=== Parts of the exercise ===
- a) Please reproduce part of the Mercury Lounge conversation word for word, beginning at the words "Wink Burcham: I" and stopping after the words "DP: John Moreland.".
- b) Swap "orange" for "amber" in the records, from the line that contains "Detection target white background" through the line that contains "[184,319,258,373]", and return only those lines with nothing else altered.

=== Quoted passage ===
— Start —
Tuesday night at the Mercury Lounge. At the bar sits singer-songwriter Wink Burcham, tipping back beers and shots, having just convinced his friend, the blues guitar wizard and bandleader Dustin Pittsley, to stay for one more. Curlicues of cigarette smoke hover like rain clouds while Johnny Cash croons about prison from the juke box. Between the pair slides a recording device, picking up their conversation mid-stream as Burcham tries to recall a long-forgotten tune he wrote.


Wink Burcham: I used to have that old song. [Singing] “Get it ’fore the gettin’s gone / Get it while you still can / And I know that you don’t like it when I say what I say / But I say it anyway.”

Dustin Pittsley: It’s funny to hear you say you used to have a song. Used to have a song? You still have the song.

WB: Yeah, but those are the only words I remember.

Tulsa Voice: Who’s making music in Tulsa that really turns you on?

DP: John Moreland.

WB: John Moreland, for sure. He’s one of the best songwriters anywhere.

DP: That’s the guy that’s gonna go places. [Tulsa guitarist and master luthier] Seth Lee Jones said the other day, “If the music industry was really about the music, John Moreland would already be famous.”
— End —
=== Listed records ===
— Start —
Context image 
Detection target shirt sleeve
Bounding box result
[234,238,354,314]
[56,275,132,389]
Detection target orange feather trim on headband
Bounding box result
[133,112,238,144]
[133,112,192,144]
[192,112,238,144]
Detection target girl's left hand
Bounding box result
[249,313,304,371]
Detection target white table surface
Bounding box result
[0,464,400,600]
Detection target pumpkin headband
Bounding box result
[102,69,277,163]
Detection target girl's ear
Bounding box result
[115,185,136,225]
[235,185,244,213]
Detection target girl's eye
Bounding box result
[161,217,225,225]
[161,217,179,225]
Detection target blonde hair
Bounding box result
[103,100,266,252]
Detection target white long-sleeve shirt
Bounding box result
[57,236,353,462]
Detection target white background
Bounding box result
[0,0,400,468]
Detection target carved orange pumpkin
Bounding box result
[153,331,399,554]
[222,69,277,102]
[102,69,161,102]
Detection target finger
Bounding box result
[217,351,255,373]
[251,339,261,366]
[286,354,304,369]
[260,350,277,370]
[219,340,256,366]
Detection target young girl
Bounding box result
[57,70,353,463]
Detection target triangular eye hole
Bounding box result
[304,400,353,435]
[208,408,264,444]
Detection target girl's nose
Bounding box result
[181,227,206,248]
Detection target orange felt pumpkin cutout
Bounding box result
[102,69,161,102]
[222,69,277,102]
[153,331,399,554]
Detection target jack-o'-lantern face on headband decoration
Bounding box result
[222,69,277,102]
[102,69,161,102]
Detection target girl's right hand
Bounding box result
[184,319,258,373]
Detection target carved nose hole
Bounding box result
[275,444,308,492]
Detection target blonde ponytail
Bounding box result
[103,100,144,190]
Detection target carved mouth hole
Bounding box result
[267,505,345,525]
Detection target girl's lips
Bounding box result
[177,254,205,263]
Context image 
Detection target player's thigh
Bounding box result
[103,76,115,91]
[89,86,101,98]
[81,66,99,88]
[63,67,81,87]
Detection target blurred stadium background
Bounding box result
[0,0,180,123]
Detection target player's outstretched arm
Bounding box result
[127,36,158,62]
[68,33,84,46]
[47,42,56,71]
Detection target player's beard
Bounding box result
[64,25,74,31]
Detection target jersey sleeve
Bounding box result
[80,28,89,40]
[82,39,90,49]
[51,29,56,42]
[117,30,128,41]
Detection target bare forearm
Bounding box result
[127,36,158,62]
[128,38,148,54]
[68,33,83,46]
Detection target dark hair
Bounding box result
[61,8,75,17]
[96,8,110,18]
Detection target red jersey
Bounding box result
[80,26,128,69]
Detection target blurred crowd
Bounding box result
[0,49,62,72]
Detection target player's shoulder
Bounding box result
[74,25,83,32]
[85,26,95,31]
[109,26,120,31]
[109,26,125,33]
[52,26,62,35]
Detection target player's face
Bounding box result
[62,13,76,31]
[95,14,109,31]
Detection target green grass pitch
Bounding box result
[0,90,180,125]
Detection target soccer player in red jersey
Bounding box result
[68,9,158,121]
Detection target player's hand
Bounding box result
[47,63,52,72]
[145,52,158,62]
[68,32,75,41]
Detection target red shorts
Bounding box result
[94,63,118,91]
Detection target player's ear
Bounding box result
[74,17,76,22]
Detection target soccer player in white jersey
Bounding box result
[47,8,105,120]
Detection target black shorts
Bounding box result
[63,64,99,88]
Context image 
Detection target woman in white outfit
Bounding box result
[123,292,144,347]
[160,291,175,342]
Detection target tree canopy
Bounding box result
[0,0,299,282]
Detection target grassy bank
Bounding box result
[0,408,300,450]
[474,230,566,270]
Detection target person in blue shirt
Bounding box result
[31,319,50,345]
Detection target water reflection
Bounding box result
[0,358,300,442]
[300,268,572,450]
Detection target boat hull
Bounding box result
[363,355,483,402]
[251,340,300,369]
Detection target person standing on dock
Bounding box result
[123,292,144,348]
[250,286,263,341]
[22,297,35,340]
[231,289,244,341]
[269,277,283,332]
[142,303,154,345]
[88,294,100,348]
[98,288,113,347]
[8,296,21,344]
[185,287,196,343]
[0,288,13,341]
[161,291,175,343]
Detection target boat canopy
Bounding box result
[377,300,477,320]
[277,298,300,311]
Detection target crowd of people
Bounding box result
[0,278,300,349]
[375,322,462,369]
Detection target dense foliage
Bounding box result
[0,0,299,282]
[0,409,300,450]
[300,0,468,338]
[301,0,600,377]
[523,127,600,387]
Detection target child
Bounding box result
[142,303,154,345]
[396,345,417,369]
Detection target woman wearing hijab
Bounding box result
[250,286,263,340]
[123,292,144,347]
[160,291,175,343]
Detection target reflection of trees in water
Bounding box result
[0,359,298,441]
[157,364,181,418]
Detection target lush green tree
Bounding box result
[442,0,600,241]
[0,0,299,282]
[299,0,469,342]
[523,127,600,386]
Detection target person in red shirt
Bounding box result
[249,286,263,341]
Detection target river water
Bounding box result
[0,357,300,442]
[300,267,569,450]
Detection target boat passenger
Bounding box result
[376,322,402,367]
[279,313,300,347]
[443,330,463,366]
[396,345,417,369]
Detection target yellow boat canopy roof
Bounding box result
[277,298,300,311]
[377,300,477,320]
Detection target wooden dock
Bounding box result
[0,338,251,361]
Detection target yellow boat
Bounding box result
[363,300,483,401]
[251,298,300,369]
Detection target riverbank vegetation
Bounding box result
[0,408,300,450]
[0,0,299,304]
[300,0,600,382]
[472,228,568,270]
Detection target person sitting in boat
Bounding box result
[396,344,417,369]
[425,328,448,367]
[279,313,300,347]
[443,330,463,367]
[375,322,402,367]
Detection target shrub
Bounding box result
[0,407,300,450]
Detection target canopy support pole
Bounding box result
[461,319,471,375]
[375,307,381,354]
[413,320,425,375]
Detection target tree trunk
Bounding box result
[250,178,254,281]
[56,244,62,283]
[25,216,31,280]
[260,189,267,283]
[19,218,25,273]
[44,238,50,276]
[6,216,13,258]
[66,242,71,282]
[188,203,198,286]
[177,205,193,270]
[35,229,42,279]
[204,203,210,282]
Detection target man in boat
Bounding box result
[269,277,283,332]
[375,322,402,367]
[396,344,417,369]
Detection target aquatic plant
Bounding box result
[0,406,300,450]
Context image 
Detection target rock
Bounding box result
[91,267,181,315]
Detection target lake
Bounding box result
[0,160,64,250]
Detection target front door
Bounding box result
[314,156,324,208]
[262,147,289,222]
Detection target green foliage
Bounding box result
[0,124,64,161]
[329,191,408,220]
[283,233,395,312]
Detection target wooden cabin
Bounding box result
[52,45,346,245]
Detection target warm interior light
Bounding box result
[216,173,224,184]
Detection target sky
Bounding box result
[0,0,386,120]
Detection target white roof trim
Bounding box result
— End —
=== Complete answers ===
- a)
Wink Burcham: I used to have that old song. [Singing] “Get it ’fore the gettin’s gone / Get it while you still can / And I know that you don’t like it when I say what I say / But I say it anyway.”

Dustin Pittsley: It’s funny to hear you say you used to have a song. Used to have a song? You still have the song.

WB: Yeah, but those are the only words I remember.

Tulsa Voice: Who’s making music in Tulsa that really turns you on?

DP: John Moreland.

- b)
Detection target white background
Bounding box result
[0,0,400,468]
Detection target carved amber pumpkin
Bounding box result
[153,331,399,554]
[222,69,277,102]
[102,69,161,102]
Detection target finger
Bounding box result
[217,351,255,373]
[251,339,261,366]
[286,354,304,369]
[260,350,277,370]
[219,340,256,366]
Detection target young girl
Bounding box result
[57,70,353,463]
Detection target triangular eye hole
Bounding box result
[304,400,353,435]
[208,408,264,444]
Detection target girl's nose
Bounding box result
[181,227,206,248]
Detection target amber felt pumpkin cutout
Bounding box result
[102,69,161,102]
[222,69,277,102]
[153,331,399,554]
Detection target jack-o'-lantern face on headband decoration
Bounding box result
[222,69,277,102]
[102,69,161,102]
Detection target girl's right hand
Bounding box result
[184,319,258,373]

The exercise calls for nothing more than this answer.